[Stored records]
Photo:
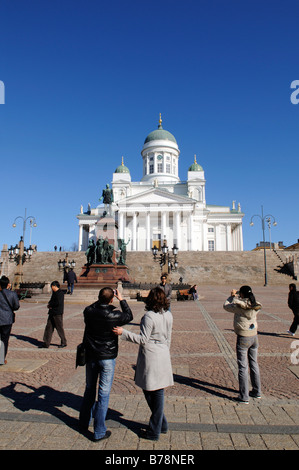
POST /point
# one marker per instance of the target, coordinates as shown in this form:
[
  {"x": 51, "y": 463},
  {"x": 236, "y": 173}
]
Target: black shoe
[
  {"x": 254, "y": 395},
  {"x": 108, "y": 434},
  {"x": 148, "y": 435}
]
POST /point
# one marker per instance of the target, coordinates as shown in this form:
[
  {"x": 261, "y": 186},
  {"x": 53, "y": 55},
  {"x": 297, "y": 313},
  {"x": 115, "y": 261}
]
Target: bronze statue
[
  {"x": 99, "y": 251},
  {"x": 107, "y": 196},
  {"x": 90, "y": 252},
  {"x": 123, "y": 250}
]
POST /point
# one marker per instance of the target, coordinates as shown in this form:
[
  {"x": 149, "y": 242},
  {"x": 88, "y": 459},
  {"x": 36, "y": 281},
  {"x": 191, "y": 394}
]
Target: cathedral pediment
[{"x": 155, "y": 196}]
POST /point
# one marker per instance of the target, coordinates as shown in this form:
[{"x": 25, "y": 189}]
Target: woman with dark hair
[
  {"x": 245, "y": 307},
  {"x": 153, "y": 369}
]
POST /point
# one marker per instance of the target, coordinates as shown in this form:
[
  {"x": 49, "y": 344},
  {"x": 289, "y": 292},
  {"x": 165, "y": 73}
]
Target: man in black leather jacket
[{"x": 101, "y": 351}]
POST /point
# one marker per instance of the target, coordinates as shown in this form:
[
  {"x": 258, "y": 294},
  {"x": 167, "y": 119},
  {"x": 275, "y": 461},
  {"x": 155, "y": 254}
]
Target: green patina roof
[
  {"x": 195, "y": 166},
  {"x": 160, "y": 134},
  {"x": 122, "y": 168}
]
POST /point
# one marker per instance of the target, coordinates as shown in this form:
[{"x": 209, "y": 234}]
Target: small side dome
[
  {"x": 195, "y": 166},
  {"x": 122, "y": 168}
]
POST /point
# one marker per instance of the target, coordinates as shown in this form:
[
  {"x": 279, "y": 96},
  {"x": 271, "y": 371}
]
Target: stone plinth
[{"x": 102, "y": 274}]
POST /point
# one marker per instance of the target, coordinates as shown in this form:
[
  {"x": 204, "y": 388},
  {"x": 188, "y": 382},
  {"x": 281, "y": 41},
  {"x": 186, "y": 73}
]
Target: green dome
[
  {"x": 160, "y": 134},
  {"x": 122, "y": 168},
  {"x": 195, "y": 166}
]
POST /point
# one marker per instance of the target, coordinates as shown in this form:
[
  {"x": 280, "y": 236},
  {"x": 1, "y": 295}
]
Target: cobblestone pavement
[{"x": 41, "y": 389}]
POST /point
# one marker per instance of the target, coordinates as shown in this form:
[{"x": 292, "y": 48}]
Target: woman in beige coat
[{"x": 153, "y": 369}]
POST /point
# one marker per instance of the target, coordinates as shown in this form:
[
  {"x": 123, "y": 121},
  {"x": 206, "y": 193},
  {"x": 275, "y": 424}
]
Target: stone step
[{"x": 194, "y": 267}]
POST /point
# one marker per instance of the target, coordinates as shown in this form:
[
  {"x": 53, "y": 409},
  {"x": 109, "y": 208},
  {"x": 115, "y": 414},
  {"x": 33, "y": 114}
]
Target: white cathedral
[{"x": 161, "y": 207}]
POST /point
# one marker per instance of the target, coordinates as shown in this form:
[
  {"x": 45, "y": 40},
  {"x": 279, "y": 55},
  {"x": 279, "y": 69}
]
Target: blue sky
[{"x": 85, "y": 81}]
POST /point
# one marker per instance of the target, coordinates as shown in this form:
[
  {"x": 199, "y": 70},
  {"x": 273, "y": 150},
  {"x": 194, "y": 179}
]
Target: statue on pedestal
[
  {"x": 107, "y": 196},
  {"x": 90, "y": 252},
  {"x": 99, "y": 251},
  {"x": 123, "y": 250}
]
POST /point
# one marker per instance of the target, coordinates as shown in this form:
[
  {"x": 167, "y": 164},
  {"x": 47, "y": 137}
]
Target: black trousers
[
  {"x": 158, "y": 422},
  {"x": 5, "y": 334},
  {"x": 54, "y": 322}
]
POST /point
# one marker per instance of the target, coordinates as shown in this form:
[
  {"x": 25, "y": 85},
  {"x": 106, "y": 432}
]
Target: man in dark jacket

● Instructions to follow:
Except for the pictures, reproduce every line exactly.

● Expected answer:
Photo:
POST /point
# one marker per instance of the target, coordinates as shown in this form:
[
  {"x": 51, "y": 463},
  {"x": 236, "y": 173}
]
Target: black shoe
[
  {"x": 254, "y": 395},
  {"x": 108, "y": 434},
  {"x": 148, "y": 435}
]
POST /point
# one marker per instance of the target, coordinates as shown in this form:
[
  {"x": 261, "y": 186},
  {"x": 53, "y": 55},
  {"x": 297, "y": 313},
  {"x": 115, "y": 261}
]
Target: bronze statue
[
  {"x": 99, "y": 251},
  {"x": 107, "y": 196},
  {"x": 90, "y": 252},
  {"x": 123, "y": 250}
]
POST /point
# one marker per instance of the target, coordinates as shown in this form:
[
  {"x": 149, "y": 242},
  {"x": 88, "y": 459},
  {"x": 36, "y": 281},
  {"x": 191, "y": 394}
]
Target: cathedral pediment
[{"x": 155, "y": 196}]
POST /point
# one marker per instance of the target, coordinates as shown in this form:
[{"x": 25, "y": 189}]
Target: woman with dark hair
[
  {"x": 245, "y": 307},
  {"x": 153, "y": 369}
]
POST /point
# one marker per instance of the target, coordinates as shown in this form:
[
  {"x": 49, "y": 344},
  {"x": 289, "y": 292},
  {"x": 165, "y": 73}
]
Target: man in black leather jacket
[{"x": 101, "y": 351}]
POST /point
# one marker per instance of the target, coordinates as shown in this form:
[
  {"x": 258, "y": 294},
  {"x": 167, "y": 119},
  {"x": 275, "y": 461},
  {"x": 155, "y": 254}
]
Target: green patina roof
[
  {"x": 195, "y": 166},
  {"x": 160, "y": 134},
  {"x": 122, "y": 168}
]
POST /point
# one marker per instance of the target, coordinates as shown in this form:
[{"x": 209, "y": 234}]
Target: small side dome
[
  {"x": 195, "y": 166},
  {"x": 122, "y": 168}
]
POST /point
# one marker per instance of the target, coordinates as shown in this form:
[
  {"x": 279, "y": 96},
  {"x": 271, "y": 371}
]
Target: stone plinth
[{"x": 102, "y": 274}]
POST /point
# one marker per instance of the target, coordinates as shown in this form:
[
  {"x": 204, "y": 388},
  {"x": 188, "y": 382},
  {"x": 281, "y": 41},
  {"x": 186, "y": 73}
]
Target: green dome
[
  {"x": 160, "y": 134},
  {"x": 122, "y": 168},
  {"x": 195, "y": 166}
]
POST /point
# one marker per instance of the target, coordinates as shown in this form:
[
  {"x": 280, "y": 236},
  {"x": 1, "y": 295}
]
Target: cobblestone pavement
[{"x": 41, "y": 389}]
POST /point
# one marker per instance of the target, coordinates as shown in this form:
[{"x": 292, "y": 48}]
Target: woman in beige coat
[{"x": 153, "y": 369}]
POST /point
# one marker per instance of the target, coordinates as shown in this form:
[
  {"x": 123, "y": 121},
  {"x": 206, "y": 193},
  {"x": 275, "y": 424}
]
Target: stone step
[{"x": 194, "y": 267}]
POST /point
# one marker per instance of the target, coordinates as shown in this form:
[
  {"x": 53, "y": 409},
  {"x": 109, "y": 208},
  {"x": 115, "y": 414},
  {"x": 33, "y": 114}
]
Target: white cathedral
[{"x": 161, "y": 207}]
POST /point
# one marker per instance of the target, coordinates as shown in this form:
[
  {"x": 45, "y": 40},
  {"x": 279, "y": 55},
  {"x": 279, "y": 69}
]
Target: blue sky
[{"x": 85, "y": 81}]
POST /point
# one marker per instance of the target, coordinates as shown in this form:
[
  {"x": 199, "y": 70},
  {"x": 273, "y": 150},
  {"x": 194, "y": 179}
]
Target: statue on pedestal
[
  {"x": 107, "y": 196},
  {"x": 90, "y": 252},
  {"x": 99, "y": 251},
  {"x": 123, "y": 250}
]
POST /point
# one marker per instance of the target, coordinates as shown in this form:
[
  {"x": 167, "y": 164},
  {"x": 47, "y": 137}
]
Target: black trousers
[
  {"x": 158, "y": 422},
  {"x": 5, "y": 334},
  {"x": 54, "y": 322}
]
POST /point
# one marker per instance of the target, coordinates as shown in this form:
[
  {"x": 25, "y": 85},
  {"x": 106, "y": 432}
]
Target: man in dark jacket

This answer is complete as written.